## Task instructions
Pick out each line in the rows below that contains the word "pole", and copy those lines unchanged.

>> START Material for the task

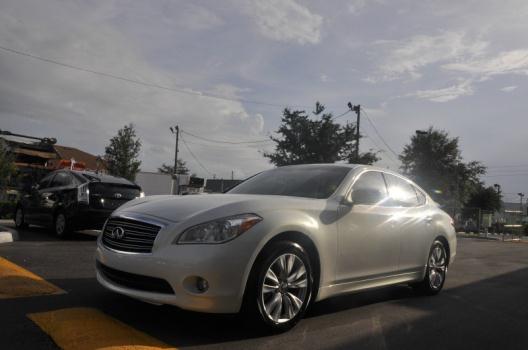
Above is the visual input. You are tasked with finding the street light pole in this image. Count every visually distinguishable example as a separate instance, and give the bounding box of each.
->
[170,125,180,194]
[347,102,361,163]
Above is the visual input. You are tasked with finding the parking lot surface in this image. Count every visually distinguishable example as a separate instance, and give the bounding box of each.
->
[0,222,528,349]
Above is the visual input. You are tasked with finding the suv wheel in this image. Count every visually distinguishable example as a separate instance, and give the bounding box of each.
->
[246,242,313,332]
[15,207,28,228]
[53,211,70,238]
[414,240,448,295]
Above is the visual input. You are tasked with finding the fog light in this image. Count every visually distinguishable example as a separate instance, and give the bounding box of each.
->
[196,277,209,293]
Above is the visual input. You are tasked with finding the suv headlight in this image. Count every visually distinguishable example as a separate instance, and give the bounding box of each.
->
[175,214,262,244]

>> END Material for the task

## Result
Above is the visual input. You are tasked with finding the street light pole in this image. Count every visually distinguishable example as a separate instance, and give the bounding box of each.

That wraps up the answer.